Measures conducive to market development and integration that should accompany a monetary union include harmonizing national taxes, legislation,4 and accounting rules related to the holding and trading of securities, while putting in place integrated securities settlement systems. The latter are important to ensure that trades are secure and can be carried out at low transaction costs within the region. Economies of scale could be captured by linking or consolidating stock exchanges, in particular given the limited size of each national market; such a trend can also be observed internationally. Experience with the EMU shows that the introduction of the euro has fostered the integration and development of deeper and more liquid Euro-bond and equity markets, but it has not eliminated all barriers to market integration. The sources for the remaining market fragmentation are differences in tax, accounting, and legal frameworks, and lack of fully integrated clearing and settlement systems. Deficiencies in all those aspects together with the small size of the markets have kept bond and equity markets in the ECCU and CFA zones fragmented and undeveloped.

Integration of the Banking System

Whether a monetary union can contribute to stimulating cross-border banking operations depends foremost on the degree to which the region’s banking systems will be liberalized, and legislative, regulatory, and supervisory frameworks harmonized. The banking systems in the GCC countries are already well developed and capitalized, as well as profitable, and have become a major factor in diversifying the production base in some countries, particularly in Bahrain (Table 4.3). Most GCC countries have, however, refrained from licensing any new banks since the early 1980s. Moreover, the role of foreign banks is somewhat limited and confined to the smaller GCC members, where about half of the credit institutions are foreign owned, but account for a smaller percent of banks’ assets, except in Bahrain.5 Only a few local banks have established branches in other GCC countries—though they have branches in other countries in the region and in Asia.6

Table 4.3.

GCC Countries: Selected Financial Sector Indicators1

article image
Source: National authorities.

Latest available information.

Does not cover the loans of two Islamic banks.

## WHAT THIS EXERCISE ASKS
#1 Translate this sentence from the monetary union passage into Spanish: "Most GCC countries have, however, refrained from licensing any new banks since the early 1980s."
#2 In the monetary union passage, rewrite the part starting at "GCC Countries: Selected" and ending at "two Islamic banks.", switching "Islamic banks" to "commercial banks".
The records that come next are separate from the passage and unrelated to it.

Entries for bounding box labeling
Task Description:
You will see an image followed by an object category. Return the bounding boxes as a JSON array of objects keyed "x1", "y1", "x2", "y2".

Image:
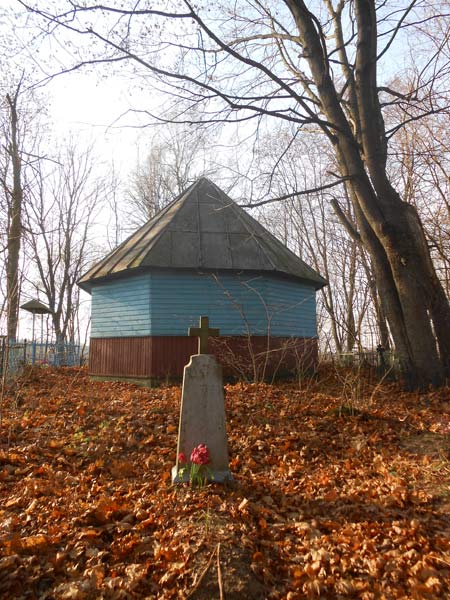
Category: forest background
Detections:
[{"x1": 0, "y1": 0, "x2": 450, "y2": 381}]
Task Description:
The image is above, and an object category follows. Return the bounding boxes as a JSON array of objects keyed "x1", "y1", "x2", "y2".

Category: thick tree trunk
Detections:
[{"x1": 286, "y1": 0, "x2": 450, "y2": 387}]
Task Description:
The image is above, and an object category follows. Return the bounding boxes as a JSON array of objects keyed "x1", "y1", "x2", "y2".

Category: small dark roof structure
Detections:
[
  {"x1": 78, "y1": 178, "x2": 327, "y2": 291},
  {"x1": 20, "y1": 300, "x2": 52, "y2": 315}
]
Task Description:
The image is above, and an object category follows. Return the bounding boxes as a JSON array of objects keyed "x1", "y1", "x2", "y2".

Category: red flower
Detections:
[{"x1": 191, "y1": 444, "x2": 210, "y2": 465}]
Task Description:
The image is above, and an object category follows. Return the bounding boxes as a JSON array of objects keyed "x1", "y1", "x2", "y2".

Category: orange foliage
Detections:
[{"x1": 0, "y1": 369, "x2": 450, "y2": 600}]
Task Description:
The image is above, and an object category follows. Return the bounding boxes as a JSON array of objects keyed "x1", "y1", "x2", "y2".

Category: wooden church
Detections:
[{"x1": 79, "y1": 178, "x2": 326, "y2": 384}]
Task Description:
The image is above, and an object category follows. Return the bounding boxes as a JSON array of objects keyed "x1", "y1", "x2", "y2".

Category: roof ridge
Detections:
[{"x1": 79, "y1": 177, "x2": 326, "y2": 290}]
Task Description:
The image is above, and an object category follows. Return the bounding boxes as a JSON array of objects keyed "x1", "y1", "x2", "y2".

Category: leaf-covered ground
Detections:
[{"x1": 0, "y1": 369, "x2": 450, "y2": 600}]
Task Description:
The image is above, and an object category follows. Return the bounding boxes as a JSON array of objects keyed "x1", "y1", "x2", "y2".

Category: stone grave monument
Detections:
[{"x1": 172, "y1": 317, "x2": 233, "y2": 483}]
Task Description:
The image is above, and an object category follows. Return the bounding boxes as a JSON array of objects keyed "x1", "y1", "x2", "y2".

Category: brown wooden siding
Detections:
[{"x1": 89, "y1": 336, "x2": 317, "y2": 379}]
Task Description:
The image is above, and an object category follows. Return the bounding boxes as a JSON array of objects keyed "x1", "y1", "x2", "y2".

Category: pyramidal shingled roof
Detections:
[{"x1": 79, "y1": 178, "x2": 327, "y2": 291}]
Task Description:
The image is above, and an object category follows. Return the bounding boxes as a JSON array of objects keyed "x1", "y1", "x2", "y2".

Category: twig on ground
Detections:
[
  {"x1": 217, "y1": 542, "x2": 224, "y2": 600},
  {"x1": 186, "y1": 546, "x2": 217, "y2": 598}
]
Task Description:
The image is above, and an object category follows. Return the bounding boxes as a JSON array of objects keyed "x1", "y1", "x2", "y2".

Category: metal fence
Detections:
[{"x1": 0, "y1": 337, "x2": 80, "y2": 374}]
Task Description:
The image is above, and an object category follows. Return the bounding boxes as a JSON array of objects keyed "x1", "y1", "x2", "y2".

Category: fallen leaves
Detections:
[{"x1": 0, "y1": 369, "x2": 450, "y2": 600}]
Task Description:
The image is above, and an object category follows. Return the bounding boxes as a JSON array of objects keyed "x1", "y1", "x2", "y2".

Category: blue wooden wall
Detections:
[{"x1": 91, "y1": 271, "x2": 317, "y2": 338}]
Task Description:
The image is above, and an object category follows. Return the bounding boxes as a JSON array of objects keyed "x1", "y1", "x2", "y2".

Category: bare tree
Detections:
[
  {"x1": 128, "y1": 120, "x2": 213, "y2": 225},
  {"x1": 26, "y1": 143, "x2": 103, "y2": 341},
  {"x1": 1, "y1": 80, "x2": 23, "y2": 341},
  {"x1": 19, "y1": 0, "x2": 450, "y2": 386}
]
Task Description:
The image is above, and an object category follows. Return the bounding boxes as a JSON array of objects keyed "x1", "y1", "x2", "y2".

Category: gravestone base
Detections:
[
  {"x1": 172, "y1": 465, "x2": 234, "y2": 483},
  {"x1": 172, "y1": 354, "x2": 233, "y2": 483}
]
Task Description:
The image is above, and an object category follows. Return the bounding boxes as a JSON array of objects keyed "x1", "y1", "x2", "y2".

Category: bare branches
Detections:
[{"x1": 241, "y1": 177, "x2": 350, "y2": 208}]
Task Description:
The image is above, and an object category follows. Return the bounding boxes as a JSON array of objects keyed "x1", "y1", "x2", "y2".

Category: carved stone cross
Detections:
[{"x1": 188, "y1": 317, "x2": 220, "y2": 354}]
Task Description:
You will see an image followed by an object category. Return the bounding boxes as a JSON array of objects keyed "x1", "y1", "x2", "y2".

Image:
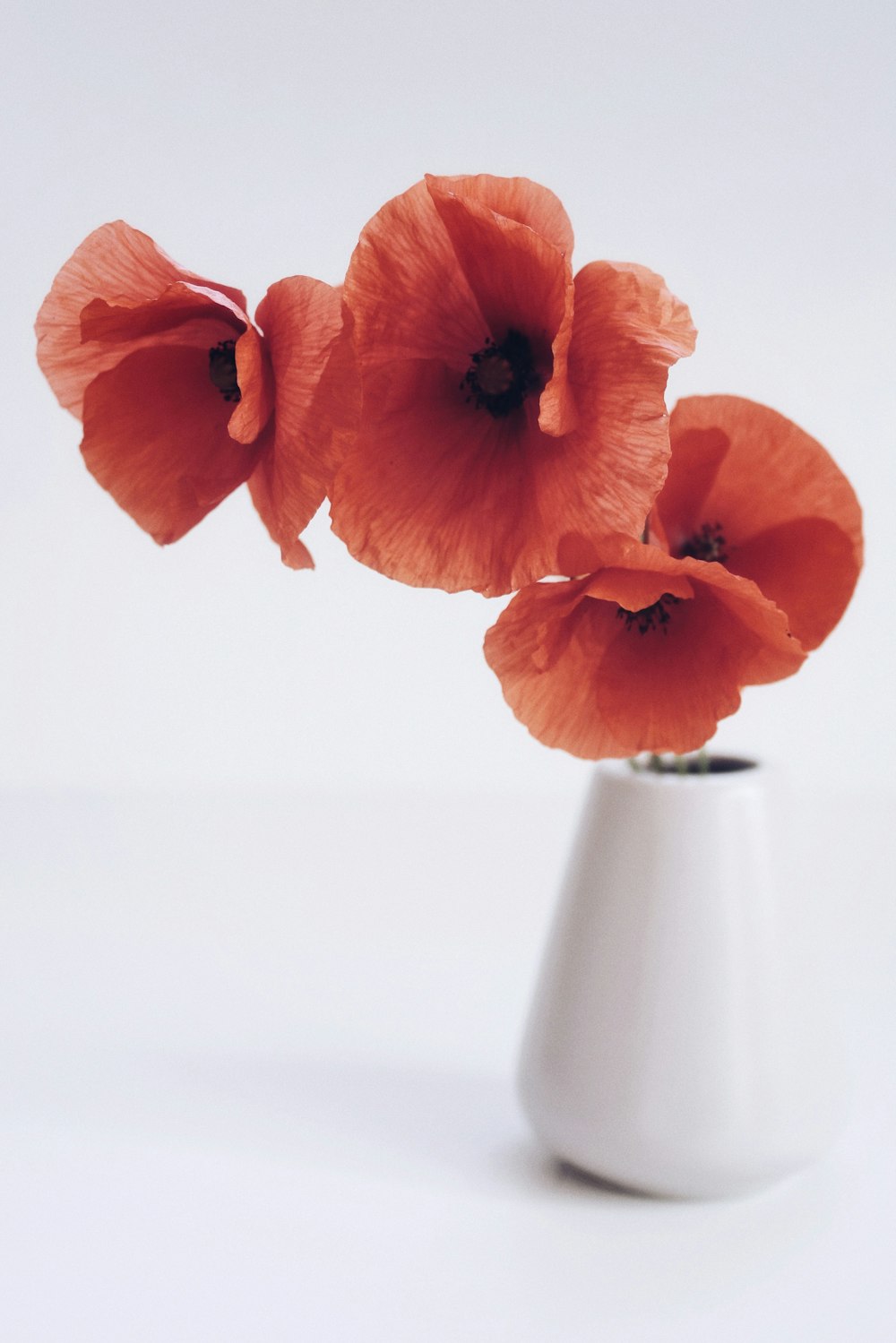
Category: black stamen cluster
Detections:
[
  {"x1": 461, "y1": 331, "x2": 543, "y2": 419},
  {"x1": 616, "y1": 592, "x2": 681, "y2": 634},
  {"x1": 208, "y1": 340, "x2": 242, "y2": 401},
  {"x1": 681, "y1": 522, "x2": 728, "y2": 564}
]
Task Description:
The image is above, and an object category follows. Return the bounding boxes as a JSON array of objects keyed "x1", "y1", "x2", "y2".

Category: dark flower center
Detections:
[
  {"x1": 461, "y1": 331, "x2": 544, "y2": 419},
  {"x1": 680, "y1": 522, "x2": 728, "y2": 564},
  {"x1": 616, "y1": 592, "x2": 681, "y2": 634},
  {"x1": 208, "y1": 340, "x2": 242, "y2": 401}
]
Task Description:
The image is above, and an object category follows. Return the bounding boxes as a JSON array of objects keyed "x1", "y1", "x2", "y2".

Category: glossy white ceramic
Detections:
[{"x1": 520, "y1": 762, "x2": 844, "y2": 1198}]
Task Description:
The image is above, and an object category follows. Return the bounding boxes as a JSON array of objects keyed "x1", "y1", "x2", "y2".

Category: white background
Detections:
[
  {"x1": 0, "y1": 0, "x2": 896, "y2": 1343},
  {"x1": 0, "y1": 0, "x2": 896, "y2": 795}
]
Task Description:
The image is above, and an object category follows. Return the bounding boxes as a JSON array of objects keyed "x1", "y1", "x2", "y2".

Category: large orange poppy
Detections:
[
  {"x1": 36, "y1": 221, "x2": 356, "y2": 568},
  {"x1": 485, "y1": 536, "x2": 806, "y2": 760},
  {"x1": 650, "y1": 396, "x2": 863, "y2": 650},
  {"x1": 332, "y1": 176, "x2": 696, "y2": 595}
]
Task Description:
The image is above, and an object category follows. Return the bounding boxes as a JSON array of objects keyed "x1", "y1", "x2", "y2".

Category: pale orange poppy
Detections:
[
  {"x1": 36, "y1": 221, "x2": 356, "y2": 568},
  {"x1": 332, "y1": 176, "x2": 696, "y2": 595}
]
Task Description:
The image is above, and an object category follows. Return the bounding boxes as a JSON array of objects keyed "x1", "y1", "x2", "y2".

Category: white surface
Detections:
[
  {"x1": 0, "y1": 0, "x2": 896, "y2": 794},
  {"x1": 0, "y1": 794, "x2": 896, "y2": 1343},
  {"x1": 0, "y1": 0, "x2": 896, "y2": 1343}
]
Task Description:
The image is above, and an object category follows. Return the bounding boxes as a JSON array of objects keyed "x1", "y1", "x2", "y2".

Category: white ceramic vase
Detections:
[{"x1": 520, "y1": 762, "x2": 844, "y2": 1198}]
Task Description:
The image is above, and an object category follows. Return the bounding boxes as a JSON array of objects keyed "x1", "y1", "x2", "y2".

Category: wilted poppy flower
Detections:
[
  {"x1": 485, "y1": 538, "x2": 806, "y2": 760},
  {"x1": 332, "y1": 176, "x2": 696, "y2": 595},
  {"x1": 36, "y1": 221, "x2": 353, "y2": 568},
  {"x1": 650, "y1": 396, "x2": 863, "y2": 650}
]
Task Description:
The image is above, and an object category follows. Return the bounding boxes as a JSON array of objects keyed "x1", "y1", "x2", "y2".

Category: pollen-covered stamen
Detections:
[
  {"x1": 461, "y1": 331, "x2": 544, "y2": 418},
  {"x1": 678, "y1": 522, "x2": 728, "y2": 564},
  {"x1": 208, "y1": 340, "x2": 242, "y2": 401},
  {"x1": 616, "y1": 592, "x2": 681, "y2": 634}
]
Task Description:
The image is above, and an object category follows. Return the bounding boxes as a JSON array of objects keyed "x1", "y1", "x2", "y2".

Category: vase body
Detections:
[{"x1": 520, "y1": 762, "x2": 844, "y2": 1198}]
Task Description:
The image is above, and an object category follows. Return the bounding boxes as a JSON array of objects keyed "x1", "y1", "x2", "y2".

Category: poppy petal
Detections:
[
  {"x1": 345, "y1": 181, "x2": 485, "y2": 374},
  {"x1": 485, "y1": 541, "x2": 805, "y2": 759},
  {"x1": 331, "y1": 360, "x2": 554, "y2": 592},
  {"x1": 81, "y1": 345, "x2": 256, "y2": 546},
  {"x1": 227, "y1": 326, "x2": 274, "y2": 443},
  {"x1": 427, "y1": 177, "x2": 576, "y2": 436},
  {"x1": 556, "y1": 262, "x2": 696, "y2": 545},
  {"x1": 426, "y1": 173, "x2": 573, "y2": 255},
  {"x1": 726, "y1": 517, "x2": 857, "y2": 651},
  {"x1": 81, "y1": 283, "x2": 248, "y2": 353},
  {"x1": 246, "y1": 275, "x2": 358, "y2": 568},
  {"x1": 35, "y1": 220, "x2": 246, "y2": 418},
  {"x1": 656, "y1": 396, "x2": 863, "y2": 649}
]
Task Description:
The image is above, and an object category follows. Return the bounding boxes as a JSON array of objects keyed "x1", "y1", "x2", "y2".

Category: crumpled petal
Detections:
[
  {"x1": 485, "y1": 538, "x2": 806, "y2": 759},
  {"x1": 35, "y1": 220, "x2": 246, "y2": 419},
  {"x1": 246, "y1": 275, "x2": 358, "y2": 568},
  {"x1": 81, "y1": 345, "x2": 258, "y2": 546},
  {"x1": 651, "y1": 396, "x2": 863, "y2": 650}
]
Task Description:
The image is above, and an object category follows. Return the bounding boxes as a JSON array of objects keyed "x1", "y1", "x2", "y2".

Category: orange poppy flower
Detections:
[
  {"x1": 650, "y1": 396, "x2": 863, "y2": 650},
  {"x1": 485, "y1": 536, "x2": 806, "y2": 760},
  {"x1": 36, "y1": 221, "x2": 353, "y2": 568},
  {"x1": 332, "y1": 176, "x2": 696, "y2": 595}
]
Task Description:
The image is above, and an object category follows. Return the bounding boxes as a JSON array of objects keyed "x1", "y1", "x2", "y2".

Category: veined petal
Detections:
[
  {"x1": 531, "y1": 262, "x2": 696, "y2": 550},
  {"x1": 656, "y1": 396, "x2": 863, "y2": 649},
  {"x1": 35, "y1": 220, "x2": 246, "y2": 418},
  {"x1": 485, "y1": 538, "x2": 805, "y2": 759},
  {"x1": 345, "y1": 181, "x2": 485, "y2": 374},
  {"x1": 227, "y1": 326, "x2": 274, "y2": 443},
  {"x1": 248, "y1": 275, "x2": 358, "y2": 568},
  {"x1": 81, "y1": 283, "x2": 248, "y2": 353},
  {"x1": 81, "y1": 345, "x2": 256, "y2": 546},
  {"x1": 426, "y1": 173, "x2": 573, "y2": 256},
  {"x1": 426, "y1": 177, "x2": 576, "y2": 435}
]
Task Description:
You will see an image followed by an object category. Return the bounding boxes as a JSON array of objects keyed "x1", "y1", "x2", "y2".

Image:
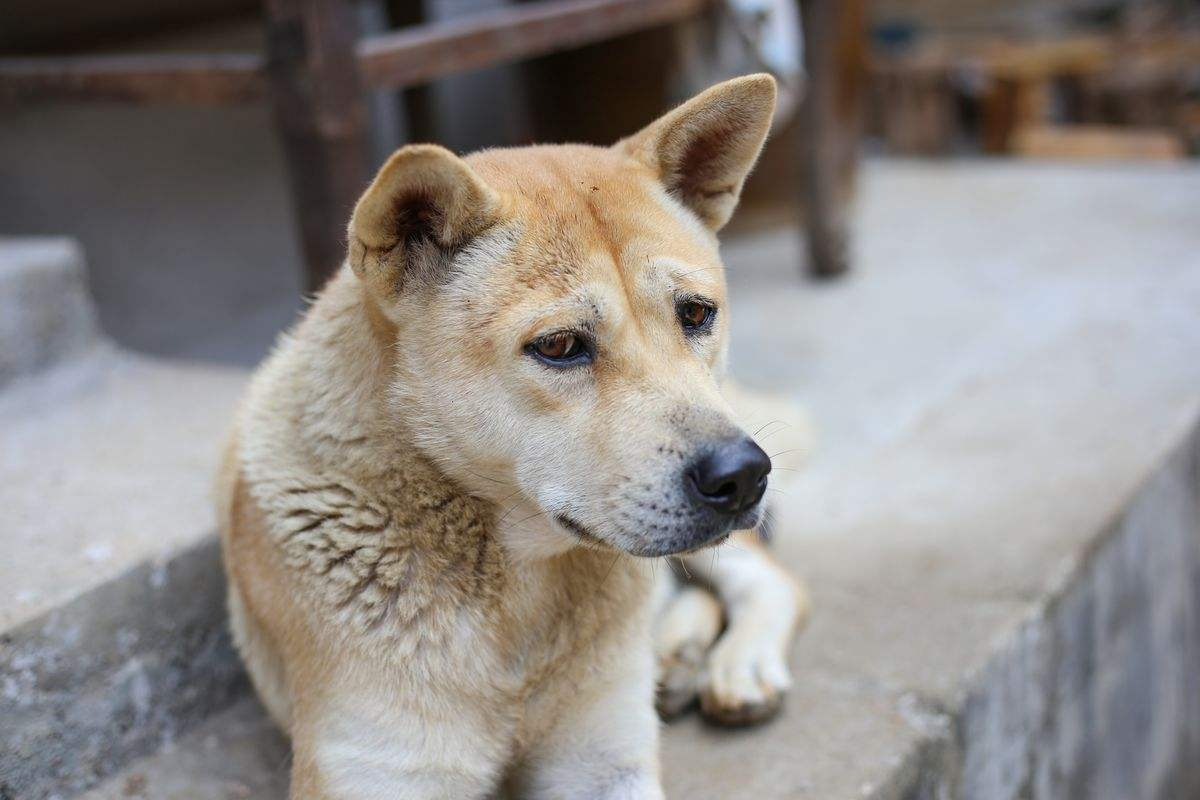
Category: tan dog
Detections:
[{"x1": 220, "y1": 76, "x2": 804, "y2": 800}]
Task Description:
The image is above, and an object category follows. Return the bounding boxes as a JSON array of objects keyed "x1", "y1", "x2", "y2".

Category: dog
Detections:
[{"x1": 217, "y1": 74, "x2": 808, "y2": 800}]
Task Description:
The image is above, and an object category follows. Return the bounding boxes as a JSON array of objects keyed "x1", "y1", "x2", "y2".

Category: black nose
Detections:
[{"x1": 685, "y1": 438, "x2": 770, "y2": 513}]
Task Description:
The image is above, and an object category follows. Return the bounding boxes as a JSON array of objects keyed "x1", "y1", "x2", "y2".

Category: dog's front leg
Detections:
[
  {"x1": 682, "y1": 531, "x2": 809, "y2": 726},
  {"x1": 289, "y1": 693, "x2": 508, "y2": 800},
  {"x1": 514, "y1": 637, "x2": 662, "y2": 800}
]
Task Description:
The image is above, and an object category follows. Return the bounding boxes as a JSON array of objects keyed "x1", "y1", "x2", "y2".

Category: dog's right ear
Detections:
[{"x1": 349, "y1": 144, "x2": 499, "y2": 295}]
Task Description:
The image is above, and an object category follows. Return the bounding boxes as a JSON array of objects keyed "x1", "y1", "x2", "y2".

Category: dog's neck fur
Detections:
[{"x1": 240, "y1": 270, "x2": 647, "y2": 642}]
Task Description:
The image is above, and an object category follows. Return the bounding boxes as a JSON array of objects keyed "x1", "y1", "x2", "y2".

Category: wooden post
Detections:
[
  {"x1": 265, "y1": 0, "x2": 370, "y2": 291},
  {"x1": 798, "y1": 0, "x2": 865, "y2": 277}
]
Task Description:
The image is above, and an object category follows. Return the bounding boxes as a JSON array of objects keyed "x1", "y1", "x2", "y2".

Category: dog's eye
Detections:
[
  {"x1": 526, "y1": 331, "x2": 592, "y2": 367},
  {"x1": 676, "y1": 300, "x2": 716, "y2": 331}
]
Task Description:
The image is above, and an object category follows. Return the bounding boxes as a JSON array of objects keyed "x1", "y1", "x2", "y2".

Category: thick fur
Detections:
[{"x1": 218, "y1": 76, "x2": 803, "y2": 800}]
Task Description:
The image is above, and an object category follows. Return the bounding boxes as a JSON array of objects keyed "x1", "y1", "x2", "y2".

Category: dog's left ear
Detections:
[
  {"x1": 616, "y1": 74, "x2": 775, "y2": 230},
  {"x1": 348, "y1": 144, "x2": 500, "y2": 295}
]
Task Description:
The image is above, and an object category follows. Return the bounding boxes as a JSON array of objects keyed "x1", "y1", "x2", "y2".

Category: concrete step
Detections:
[
  {"x1": 0, "y1": 236, "x2": 100, "y2": 389},
  {"x1": 7, "y1": 163, "x2": 1200, "y2": 800},
  {"x1": 0, "y1": 240, "x2": 246, "y2": 799}
]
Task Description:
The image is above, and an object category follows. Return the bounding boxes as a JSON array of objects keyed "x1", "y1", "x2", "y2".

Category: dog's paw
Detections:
[
  {"x1": 700, "y1": 637, "x2": 792, "y2": 727},
  {"x1": 655, "y1": 642, "x2": 708, "y2": 720}
]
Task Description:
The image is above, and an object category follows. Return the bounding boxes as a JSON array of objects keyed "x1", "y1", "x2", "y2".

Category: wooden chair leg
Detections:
[
  {"x1": 798, "y1": 0, "x2": 865, "y2": 277},
  {"x1": 265, "y1": 0, "x2": 370, "y2": 291}
]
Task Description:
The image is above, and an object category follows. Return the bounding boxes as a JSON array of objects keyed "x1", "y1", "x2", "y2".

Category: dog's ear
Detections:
[
  {"x1": 616, "y1": 74, "x2": 775, "y2": 230},
  {"x1": 349, "y1": 144, "x2": 499, "y2": 294}
]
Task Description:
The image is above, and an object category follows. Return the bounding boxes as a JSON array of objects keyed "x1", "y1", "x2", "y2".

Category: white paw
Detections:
[{"x1": 700, "y1": 631, "x2": 792, "y2": 726}]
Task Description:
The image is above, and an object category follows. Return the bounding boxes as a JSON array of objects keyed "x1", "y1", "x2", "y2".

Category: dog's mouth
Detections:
[
  {"x1": 554, "y1": 513, "x2": 737, "y2": 558},
  {"x1": 554, "y1": 513, "x2": 611, "y2": 548}
]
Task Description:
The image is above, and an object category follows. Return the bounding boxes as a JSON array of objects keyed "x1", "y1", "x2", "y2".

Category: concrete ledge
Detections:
[
  {"x1": 0, "y1": 537, "x2": 248, "y2": 800},
  {"x1": 936, "y1": 419, "x2": 1200, "y2": 800}
]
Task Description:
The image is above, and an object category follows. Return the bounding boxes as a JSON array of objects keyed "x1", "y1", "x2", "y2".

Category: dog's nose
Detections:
[{"x1": 685, "y1": 437, "x2": 770, "y2": 513}]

## RESPONSES PER TASK
#1 Sin embargo, la mayoría de los países del CCG se han abstenido de otorgar licencias a nuevos bancos desde principios de la década de 1980.

#2
GCC Countries: Selected Financial Sector Indicators1

article image
Source: National authorities.

Latest available information.

Does not cover the loans of two commercial banks.